- [TASK DIRECTIONS]:
How many lines in the records below contain the word "blue"? Reply with the number alone.

- [INPUT RECORDS]:
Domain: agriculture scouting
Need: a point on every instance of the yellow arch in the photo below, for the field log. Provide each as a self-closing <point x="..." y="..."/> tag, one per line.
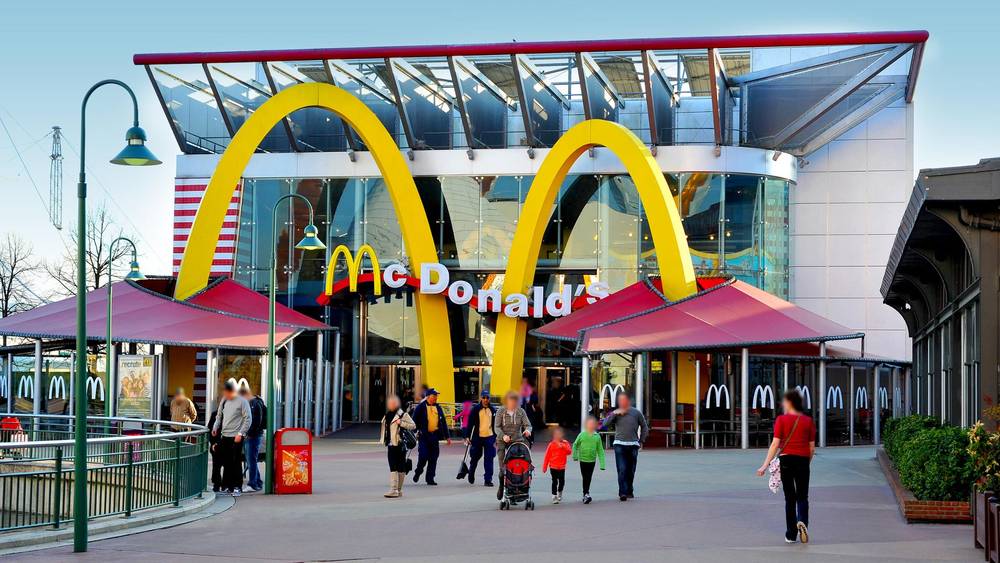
<point x="665" y="226"/>
<point x="432" y="316"/>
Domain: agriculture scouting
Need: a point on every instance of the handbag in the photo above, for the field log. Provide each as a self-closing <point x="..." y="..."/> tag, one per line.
<point x="774" y="468"/>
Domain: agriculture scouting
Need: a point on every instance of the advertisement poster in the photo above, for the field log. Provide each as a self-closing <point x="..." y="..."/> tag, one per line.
<point x="135" y="384"/>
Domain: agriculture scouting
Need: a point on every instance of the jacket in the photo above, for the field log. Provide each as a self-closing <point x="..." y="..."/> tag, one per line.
<point x="472" y="429"/>
<point x="556" y="454"/>
<point x="505" y="424"/>
<point x="588" y="448"/>
<point x="420" y="419"/>
<point x="405" y="422"/>
<point x="258" y="418"/>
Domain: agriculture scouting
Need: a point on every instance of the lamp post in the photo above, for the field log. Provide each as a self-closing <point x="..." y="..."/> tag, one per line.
<point x="135" y="153"/>
<point x="309" y="242"/>
<point x="133" y="275"/>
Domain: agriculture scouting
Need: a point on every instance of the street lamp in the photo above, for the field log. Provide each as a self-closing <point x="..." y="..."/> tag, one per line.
<point x="135" y="153"/>
<point x="133" y="275"/>
<point x="310" y="241"/>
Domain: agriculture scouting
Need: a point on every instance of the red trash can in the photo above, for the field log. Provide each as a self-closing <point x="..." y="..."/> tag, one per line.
<point x="292" y="461"/>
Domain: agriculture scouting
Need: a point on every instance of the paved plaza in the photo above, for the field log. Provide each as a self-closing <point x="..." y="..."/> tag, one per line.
<point x="690" y="506"/>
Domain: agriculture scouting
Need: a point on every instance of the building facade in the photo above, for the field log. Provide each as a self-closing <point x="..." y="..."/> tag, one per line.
<point x="789" y="159"/>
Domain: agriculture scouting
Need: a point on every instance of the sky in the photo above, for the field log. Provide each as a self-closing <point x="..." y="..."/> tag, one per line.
<point x="52" y="52"/>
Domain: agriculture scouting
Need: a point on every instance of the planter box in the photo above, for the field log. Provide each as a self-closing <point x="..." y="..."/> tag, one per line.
<point x="914" y="510"/>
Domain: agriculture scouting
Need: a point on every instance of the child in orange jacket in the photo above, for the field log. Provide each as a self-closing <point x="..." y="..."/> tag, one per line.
<point x="555" y="458"/>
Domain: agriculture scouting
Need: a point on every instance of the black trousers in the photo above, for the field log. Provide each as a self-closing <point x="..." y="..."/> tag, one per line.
<point x="231" y="455"/>
<point x="587" y="472"/>
<point x="558" y="480"/>
<point x="795" y="484"/>
<point x="397" y="458"/>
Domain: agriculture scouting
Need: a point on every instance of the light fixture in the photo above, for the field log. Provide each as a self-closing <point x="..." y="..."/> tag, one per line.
<point x="310" y="240"/>
<point x="135" y="152"/>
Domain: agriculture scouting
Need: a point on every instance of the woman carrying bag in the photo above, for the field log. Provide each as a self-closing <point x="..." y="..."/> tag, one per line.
<point x="787" y="460"/>
<point x="394" y="423"/>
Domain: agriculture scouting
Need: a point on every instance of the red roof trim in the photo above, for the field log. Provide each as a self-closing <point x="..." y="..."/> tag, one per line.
<point x="540" y="47"/>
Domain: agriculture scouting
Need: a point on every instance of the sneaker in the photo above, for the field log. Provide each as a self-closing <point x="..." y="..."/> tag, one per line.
<point x="803" y="532"/>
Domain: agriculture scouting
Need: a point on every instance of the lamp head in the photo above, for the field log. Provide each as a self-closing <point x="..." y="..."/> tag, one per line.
<point x="135" y="152"/>
<point x="310" y="239"/>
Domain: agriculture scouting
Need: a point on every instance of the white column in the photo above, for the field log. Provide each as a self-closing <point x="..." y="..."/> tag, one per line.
<point x="745" y="398"/>
<point x="318" y="388"/>
<point x="697" y="404"/>
<point x="640" y="382"/>
<point x="38" y="393"/>
<point x="585" y="391"/>
<point x="821" y="395"/>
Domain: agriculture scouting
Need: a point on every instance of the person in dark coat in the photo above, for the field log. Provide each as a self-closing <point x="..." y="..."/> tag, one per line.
<point x="432" y="427"/>
<point x="481" y="439"/>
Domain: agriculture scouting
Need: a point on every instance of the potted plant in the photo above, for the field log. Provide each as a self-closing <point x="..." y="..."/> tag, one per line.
<point x="984" y="450"/>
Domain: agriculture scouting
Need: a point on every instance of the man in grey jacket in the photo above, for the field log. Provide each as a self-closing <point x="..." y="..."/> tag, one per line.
<point x="631" y="432"/>
<point x="232" y="421"/>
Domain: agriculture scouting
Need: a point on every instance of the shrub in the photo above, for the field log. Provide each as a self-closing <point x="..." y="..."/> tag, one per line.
<point x="935" y="465"/>
<point x="899" y="431"/>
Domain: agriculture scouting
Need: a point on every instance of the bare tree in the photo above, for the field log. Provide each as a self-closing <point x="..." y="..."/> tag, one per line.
<point x="101" y="230"/>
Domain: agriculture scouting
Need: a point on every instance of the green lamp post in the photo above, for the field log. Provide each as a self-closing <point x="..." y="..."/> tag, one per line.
<point x="133" y="275"/>
<point x="135" y="153"/>
<point x="310" y="241"/>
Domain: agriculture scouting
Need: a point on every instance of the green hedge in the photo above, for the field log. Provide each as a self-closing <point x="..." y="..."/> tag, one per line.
<point x="933" y="460"/>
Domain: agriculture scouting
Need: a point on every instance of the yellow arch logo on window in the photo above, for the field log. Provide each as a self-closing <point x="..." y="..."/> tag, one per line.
<point x="432" y="317"/>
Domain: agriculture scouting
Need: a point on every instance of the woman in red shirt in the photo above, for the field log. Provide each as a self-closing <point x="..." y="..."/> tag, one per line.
<point x="795" y="444"/>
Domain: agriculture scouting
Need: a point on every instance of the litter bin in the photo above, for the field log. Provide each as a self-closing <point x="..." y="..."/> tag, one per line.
<point x="293" y="461"/>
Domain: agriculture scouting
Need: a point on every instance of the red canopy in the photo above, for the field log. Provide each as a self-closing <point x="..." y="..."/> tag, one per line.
<point x="145" y="316"/>
<point x="731" y="314"/>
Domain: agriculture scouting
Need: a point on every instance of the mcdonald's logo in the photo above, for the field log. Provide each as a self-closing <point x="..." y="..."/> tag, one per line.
<point x="95" y="388"/>
<point x="353" y="263"/>
<point x="764" y="393"/>
<point x="861" y="398"/>
<point x="57" y="388"/>
<point x="612" y="393"/>
<point x="806" y="398"/>
<point x="834" y="397"/>
<point x="720" y="391"/>
<point x="26" y="388"/>
<point x="669" y="240"/>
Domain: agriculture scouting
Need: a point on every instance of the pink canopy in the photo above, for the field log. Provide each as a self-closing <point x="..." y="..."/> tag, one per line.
<point x="145" y="316"/>
<point x="731" y="314"/>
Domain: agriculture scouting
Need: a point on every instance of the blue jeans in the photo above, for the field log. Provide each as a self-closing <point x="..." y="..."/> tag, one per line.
<point x="482" y="448"/>
<point x="251" y="447"/>
<point x="626" y="458"/>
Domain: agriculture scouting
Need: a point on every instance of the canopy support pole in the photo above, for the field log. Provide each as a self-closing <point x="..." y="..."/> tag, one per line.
<point x="585" y="392"/>
<point x="744" y="398"/>
<point x="822" y="395"/>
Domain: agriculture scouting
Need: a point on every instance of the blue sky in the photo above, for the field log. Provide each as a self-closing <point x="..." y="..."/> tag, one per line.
<point x="51" y="52"/>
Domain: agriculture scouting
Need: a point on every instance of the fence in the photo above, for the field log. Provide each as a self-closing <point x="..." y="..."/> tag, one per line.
<point x="132" y="465"/>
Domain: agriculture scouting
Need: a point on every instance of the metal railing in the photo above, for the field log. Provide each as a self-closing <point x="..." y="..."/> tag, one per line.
<point x="132" y="465"/>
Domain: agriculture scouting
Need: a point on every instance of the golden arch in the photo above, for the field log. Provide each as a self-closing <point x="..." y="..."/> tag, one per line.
<point x="196" y="263"/>
<point x="669" y="240"/>
<point x="353" y="263"/>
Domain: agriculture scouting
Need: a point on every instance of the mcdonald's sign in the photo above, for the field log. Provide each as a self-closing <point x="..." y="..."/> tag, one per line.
<point x="667" y="233"/>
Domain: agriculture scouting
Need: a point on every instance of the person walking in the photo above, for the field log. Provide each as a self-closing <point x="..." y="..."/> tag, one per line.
<point x="258" y="423"/>
<point x="555" y="459"/>
<point x="232" y="422"/>
<point x="794" y="444"/>
<point x="510" y="425"/>
<point x="432" y="427"/>
<point x="395" y="418"/>
<point x="588" y="449"/>
<point x="480" y="438"/>
<point x="631" y="432"/>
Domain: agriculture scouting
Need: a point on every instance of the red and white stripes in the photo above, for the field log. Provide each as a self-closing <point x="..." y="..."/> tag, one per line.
<point x="188" y="193"/>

- [TASK SOLUTION]:
2